*EXTRACTED DATA*.
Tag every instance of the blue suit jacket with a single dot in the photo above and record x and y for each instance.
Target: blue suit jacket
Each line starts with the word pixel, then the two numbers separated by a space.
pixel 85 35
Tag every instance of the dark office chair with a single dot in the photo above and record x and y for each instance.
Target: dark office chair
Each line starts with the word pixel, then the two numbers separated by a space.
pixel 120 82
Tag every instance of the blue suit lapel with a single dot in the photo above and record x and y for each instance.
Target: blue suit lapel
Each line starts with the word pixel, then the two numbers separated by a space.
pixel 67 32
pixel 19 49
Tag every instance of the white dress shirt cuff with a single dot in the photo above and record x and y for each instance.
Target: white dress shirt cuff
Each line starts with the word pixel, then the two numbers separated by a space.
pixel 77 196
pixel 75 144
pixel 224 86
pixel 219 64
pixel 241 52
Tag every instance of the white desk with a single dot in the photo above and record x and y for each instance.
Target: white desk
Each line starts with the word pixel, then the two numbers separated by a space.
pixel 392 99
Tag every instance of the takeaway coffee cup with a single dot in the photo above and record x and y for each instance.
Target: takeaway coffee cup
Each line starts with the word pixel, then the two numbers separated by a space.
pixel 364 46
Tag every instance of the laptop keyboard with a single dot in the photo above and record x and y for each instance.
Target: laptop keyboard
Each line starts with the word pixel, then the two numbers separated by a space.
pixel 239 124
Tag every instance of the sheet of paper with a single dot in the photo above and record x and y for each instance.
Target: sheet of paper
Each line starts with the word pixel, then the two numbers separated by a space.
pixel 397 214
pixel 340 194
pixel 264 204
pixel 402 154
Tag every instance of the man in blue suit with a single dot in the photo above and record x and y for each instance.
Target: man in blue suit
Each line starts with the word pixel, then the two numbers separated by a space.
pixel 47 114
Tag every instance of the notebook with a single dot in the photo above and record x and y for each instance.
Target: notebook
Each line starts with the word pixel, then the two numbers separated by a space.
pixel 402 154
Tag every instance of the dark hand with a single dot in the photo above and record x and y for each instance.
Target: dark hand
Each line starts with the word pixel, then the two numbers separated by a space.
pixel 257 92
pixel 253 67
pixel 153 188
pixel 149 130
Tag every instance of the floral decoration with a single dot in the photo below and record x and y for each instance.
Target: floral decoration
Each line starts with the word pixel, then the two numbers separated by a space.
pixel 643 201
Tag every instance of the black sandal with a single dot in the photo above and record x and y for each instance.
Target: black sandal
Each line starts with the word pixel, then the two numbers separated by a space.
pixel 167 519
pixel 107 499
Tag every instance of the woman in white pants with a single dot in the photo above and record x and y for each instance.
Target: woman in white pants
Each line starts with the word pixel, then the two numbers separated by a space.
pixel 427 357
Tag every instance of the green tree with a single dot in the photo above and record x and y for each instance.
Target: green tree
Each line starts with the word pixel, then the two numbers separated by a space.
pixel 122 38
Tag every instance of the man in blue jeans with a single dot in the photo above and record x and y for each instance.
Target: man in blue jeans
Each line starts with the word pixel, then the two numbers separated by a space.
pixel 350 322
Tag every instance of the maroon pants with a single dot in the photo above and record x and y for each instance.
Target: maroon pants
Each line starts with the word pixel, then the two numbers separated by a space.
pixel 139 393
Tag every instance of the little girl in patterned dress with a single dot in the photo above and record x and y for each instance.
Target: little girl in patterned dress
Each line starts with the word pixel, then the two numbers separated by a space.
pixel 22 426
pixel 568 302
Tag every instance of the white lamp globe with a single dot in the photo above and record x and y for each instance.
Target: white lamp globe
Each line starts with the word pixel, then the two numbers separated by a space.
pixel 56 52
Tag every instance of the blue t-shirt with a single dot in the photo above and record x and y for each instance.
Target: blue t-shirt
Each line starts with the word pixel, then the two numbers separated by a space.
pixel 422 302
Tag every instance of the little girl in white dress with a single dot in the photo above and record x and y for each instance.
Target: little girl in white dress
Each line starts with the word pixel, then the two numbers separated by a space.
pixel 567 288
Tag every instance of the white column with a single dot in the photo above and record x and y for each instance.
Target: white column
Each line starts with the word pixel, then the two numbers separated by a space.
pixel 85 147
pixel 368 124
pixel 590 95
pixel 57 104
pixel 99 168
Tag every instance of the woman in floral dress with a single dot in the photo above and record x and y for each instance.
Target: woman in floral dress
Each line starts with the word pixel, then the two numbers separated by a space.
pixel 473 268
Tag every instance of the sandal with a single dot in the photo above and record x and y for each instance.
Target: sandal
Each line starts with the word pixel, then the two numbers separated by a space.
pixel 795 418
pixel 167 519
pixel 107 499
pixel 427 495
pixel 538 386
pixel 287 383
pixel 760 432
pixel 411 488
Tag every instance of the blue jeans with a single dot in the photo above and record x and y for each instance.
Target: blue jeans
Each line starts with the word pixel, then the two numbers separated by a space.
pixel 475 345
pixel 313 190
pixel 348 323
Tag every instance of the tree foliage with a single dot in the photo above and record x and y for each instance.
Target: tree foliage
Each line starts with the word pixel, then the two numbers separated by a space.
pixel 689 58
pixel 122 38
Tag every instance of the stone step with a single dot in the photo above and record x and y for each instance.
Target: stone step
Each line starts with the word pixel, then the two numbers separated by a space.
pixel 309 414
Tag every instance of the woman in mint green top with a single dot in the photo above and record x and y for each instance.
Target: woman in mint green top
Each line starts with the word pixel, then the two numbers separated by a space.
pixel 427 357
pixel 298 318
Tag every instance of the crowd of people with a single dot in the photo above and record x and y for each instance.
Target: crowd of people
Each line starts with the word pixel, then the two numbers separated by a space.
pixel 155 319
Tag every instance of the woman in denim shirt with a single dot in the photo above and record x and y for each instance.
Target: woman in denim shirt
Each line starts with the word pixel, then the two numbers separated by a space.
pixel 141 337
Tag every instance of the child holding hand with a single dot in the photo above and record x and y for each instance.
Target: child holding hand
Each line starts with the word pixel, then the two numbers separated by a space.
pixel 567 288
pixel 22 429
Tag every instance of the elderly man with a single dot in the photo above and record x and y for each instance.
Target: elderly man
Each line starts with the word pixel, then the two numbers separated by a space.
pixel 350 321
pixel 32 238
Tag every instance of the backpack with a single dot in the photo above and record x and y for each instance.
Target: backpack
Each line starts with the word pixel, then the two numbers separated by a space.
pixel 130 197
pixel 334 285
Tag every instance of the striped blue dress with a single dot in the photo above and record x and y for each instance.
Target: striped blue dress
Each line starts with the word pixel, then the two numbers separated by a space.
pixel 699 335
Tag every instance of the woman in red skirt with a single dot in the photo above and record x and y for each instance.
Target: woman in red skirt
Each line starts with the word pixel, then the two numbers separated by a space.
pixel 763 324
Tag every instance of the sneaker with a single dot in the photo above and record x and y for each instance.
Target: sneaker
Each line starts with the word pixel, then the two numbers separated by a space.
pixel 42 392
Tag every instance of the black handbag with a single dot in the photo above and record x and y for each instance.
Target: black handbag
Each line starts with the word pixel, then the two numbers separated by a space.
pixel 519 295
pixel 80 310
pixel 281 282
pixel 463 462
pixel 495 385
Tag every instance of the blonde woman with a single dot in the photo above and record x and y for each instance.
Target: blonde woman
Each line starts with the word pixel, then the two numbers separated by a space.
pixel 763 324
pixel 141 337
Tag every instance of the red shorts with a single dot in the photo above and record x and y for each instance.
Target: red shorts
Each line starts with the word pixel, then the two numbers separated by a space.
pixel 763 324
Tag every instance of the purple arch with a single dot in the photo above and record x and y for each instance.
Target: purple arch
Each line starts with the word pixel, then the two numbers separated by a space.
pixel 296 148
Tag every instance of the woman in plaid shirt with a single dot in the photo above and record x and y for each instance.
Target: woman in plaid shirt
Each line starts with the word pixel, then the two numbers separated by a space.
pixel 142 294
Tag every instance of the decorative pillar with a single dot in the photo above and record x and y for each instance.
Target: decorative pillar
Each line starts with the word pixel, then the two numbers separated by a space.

*WHAT THE EXERCISE ASKS*. Tally the lines in the records that hold the word "tree". Give only the total.

*EXERCISE OUTPUT*. 4